DIRECTIONS
Substitute "reference" for "sample" throughout the stretch of lines from the one containing "the wall-mounted bar" through the one containing "<point>602,574</point>", leaving everything else unchanged. Return only those lines.
-------- GIVEN ENTRIES --------
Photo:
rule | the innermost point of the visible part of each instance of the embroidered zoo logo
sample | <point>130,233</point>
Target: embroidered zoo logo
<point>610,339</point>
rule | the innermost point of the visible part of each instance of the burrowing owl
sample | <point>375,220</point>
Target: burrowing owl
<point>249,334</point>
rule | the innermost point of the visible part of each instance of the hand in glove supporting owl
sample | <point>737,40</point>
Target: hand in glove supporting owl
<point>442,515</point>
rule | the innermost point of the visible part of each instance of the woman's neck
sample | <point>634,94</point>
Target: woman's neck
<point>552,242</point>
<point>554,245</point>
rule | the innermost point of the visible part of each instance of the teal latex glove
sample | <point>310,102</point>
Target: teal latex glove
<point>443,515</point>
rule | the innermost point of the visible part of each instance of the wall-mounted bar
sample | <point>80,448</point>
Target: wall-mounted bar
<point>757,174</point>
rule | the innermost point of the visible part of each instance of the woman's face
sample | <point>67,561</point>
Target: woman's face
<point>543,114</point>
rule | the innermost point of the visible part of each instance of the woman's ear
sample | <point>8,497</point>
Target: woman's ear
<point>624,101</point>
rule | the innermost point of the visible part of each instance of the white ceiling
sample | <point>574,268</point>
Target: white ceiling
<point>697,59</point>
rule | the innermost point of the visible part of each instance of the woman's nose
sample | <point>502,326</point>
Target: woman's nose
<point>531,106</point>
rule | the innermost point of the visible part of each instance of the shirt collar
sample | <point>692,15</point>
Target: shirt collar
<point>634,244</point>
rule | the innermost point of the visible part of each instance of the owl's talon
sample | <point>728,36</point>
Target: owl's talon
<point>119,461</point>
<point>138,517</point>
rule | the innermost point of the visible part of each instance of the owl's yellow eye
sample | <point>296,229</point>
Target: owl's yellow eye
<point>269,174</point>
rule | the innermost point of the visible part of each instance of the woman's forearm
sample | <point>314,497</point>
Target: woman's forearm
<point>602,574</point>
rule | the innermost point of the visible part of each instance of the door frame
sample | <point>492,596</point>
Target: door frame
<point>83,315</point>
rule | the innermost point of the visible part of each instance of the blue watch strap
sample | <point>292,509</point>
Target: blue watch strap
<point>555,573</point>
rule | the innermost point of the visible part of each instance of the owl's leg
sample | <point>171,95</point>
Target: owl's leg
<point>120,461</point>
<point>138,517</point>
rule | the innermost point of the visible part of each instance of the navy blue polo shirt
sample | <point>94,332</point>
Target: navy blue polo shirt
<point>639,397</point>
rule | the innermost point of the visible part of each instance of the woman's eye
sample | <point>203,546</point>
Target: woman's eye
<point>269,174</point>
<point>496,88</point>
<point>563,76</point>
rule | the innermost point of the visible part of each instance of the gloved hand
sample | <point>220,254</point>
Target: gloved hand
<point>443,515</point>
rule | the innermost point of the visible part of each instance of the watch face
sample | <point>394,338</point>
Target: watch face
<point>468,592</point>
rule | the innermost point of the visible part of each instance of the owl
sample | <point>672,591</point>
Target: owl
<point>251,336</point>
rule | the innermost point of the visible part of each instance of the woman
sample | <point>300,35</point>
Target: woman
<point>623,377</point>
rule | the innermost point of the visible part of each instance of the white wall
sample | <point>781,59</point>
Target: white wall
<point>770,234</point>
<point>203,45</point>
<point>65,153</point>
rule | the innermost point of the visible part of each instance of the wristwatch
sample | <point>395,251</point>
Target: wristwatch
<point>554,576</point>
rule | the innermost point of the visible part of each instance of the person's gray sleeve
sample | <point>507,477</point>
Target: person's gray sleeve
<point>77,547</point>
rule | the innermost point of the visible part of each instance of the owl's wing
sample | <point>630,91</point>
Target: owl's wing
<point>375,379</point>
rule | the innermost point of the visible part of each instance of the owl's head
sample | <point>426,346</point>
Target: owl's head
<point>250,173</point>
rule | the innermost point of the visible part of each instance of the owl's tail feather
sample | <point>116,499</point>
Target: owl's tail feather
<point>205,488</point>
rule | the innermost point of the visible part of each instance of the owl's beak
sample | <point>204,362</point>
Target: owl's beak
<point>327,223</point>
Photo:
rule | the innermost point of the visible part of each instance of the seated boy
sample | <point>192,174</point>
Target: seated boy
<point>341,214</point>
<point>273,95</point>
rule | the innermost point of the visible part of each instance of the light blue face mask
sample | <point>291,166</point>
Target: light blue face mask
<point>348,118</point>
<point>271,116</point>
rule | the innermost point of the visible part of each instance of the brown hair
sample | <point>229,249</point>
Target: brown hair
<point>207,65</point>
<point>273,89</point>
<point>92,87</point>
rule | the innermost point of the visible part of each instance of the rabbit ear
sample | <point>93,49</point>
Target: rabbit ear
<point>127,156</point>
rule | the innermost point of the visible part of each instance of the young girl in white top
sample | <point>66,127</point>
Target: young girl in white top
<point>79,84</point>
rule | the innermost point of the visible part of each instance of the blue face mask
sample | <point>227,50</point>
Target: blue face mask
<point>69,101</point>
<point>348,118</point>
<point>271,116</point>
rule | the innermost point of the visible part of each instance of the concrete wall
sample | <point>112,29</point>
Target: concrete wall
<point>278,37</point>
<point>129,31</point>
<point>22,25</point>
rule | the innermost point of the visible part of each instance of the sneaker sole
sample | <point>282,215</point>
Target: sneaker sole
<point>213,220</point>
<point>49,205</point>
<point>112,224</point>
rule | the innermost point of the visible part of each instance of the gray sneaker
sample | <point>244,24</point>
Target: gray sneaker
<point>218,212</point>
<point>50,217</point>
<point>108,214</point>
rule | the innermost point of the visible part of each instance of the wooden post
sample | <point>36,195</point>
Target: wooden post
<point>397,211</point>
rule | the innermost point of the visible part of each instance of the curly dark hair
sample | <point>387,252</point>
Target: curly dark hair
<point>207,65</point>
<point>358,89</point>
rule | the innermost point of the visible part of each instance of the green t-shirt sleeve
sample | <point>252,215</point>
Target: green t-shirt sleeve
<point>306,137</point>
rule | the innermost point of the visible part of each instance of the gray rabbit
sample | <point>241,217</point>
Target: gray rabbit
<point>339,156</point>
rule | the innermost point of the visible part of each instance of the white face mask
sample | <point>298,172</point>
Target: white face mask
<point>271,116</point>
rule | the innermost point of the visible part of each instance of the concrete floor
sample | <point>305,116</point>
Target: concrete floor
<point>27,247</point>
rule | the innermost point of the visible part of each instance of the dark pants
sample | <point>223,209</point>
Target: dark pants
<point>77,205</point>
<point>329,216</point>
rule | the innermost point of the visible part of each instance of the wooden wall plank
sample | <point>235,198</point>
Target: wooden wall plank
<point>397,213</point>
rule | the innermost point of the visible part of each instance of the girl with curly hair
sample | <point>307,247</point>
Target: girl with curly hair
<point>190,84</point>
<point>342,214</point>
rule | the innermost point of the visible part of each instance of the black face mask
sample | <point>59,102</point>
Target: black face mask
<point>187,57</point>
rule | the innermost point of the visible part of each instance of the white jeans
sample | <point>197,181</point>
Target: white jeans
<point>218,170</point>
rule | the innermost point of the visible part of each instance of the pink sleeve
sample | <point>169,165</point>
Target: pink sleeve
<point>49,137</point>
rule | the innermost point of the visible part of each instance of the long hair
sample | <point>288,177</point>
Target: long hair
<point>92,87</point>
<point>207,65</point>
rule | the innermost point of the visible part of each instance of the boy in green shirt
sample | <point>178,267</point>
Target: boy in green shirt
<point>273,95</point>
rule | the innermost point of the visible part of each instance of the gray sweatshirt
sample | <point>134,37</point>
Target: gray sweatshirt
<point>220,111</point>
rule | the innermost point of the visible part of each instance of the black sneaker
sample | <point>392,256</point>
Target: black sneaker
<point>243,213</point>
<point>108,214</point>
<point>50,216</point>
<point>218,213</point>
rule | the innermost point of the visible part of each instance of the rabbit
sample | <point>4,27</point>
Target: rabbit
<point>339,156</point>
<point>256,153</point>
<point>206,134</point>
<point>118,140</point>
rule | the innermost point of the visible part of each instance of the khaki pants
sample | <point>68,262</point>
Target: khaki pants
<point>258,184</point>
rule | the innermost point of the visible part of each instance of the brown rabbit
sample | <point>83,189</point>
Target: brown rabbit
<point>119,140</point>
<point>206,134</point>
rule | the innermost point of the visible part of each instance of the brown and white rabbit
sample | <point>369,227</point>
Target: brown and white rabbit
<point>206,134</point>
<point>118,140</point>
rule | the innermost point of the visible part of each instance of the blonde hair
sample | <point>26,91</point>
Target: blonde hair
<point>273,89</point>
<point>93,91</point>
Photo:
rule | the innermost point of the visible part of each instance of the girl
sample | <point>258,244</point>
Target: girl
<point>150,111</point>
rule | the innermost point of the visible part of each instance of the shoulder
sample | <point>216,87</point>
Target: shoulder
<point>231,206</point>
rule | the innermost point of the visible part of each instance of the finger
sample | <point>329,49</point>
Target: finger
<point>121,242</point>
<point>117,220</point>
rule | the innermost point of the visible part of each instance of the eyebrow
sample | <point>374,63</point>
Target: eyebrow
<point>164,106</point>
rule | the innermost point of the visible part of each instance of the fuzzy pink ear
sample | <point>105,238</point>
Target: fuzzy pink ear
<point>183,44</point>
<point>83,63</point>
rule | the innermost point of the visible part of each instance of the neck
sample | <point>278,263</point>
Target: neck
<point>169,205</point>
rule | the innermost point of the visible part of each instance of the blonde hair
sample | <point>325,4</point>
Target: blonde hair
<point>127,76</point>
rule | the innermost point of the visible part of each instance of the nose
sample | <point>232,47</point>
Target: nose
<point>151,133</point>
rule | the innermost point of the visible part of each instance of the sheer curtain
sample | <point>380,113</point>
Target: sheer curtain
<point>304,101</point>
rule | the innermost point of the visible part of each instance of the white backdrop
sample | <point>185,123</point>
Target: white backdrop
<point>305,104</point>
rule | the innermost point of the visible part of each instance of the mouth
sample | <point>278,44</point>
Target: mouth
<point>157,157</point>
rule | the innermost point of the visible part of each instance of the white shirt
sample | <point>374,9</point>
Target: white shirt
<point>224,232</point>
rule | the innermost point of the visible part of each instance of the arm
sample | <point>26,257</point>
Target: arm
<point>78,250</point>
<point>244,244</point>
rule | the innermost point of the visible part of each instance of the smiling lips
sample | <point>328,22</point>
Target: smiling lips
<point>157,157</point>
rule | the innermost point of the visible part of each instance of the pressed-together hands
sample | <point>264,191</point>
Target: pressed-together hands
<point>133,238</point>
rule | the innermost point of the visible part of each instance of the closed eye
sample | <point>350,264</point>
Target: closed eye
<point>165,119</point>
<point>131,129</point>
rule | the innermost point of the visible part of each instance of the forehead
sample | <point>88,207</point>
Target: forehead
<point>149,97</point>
--------
RESULT
rule | the innermost point of the visible part of each instance of the wall-mounted bar
reference | <point>80,448</point>
Target: wall-mounted bar
<point>757,174</point>
rule | the innermost point of the visible part of each instance of the woman's face
reference | <point>67,561</point>
Target: woman's face
<point>543,114</point>
rule | the innermost point of the visible part of each instance of the woman's ear
reference | <point>8,497</point>
Target: woman's ear
<point>624,101</point>
rule | the innermost point of the visible part of each instance of the white ceiling
reference | <point>574,268</point>
Target: white ceiling
<point>697,59</point>
rule | the innermost point of the visible part of each instance of the woman's nose
reference | <point>502,326</point>
Target: woman's nose
<point>531,106</point>
rule | the innermost point of the visible part of each instance of the shirt collar
reference | <point>692,15</point>
Target: shirt collar
<point>634,244</point>
rule | the innermost point of the visible part of each instance of the owl's talon
reference | <point>728,36</point>
Target: owl's talon
<point>119,461</point>
<point>138,517</point>
rule | the innermost point of the visible part of each instance of the owl's yellow eye
reference | <point>296,229</point>
Target: owl's yellow eye
<point>269,174</point>
rule | the innermost point of the visible part of each instance of the woman's forearm
reference | <point>314,497</point>
Target: woman's forearm
<point>602,574</point>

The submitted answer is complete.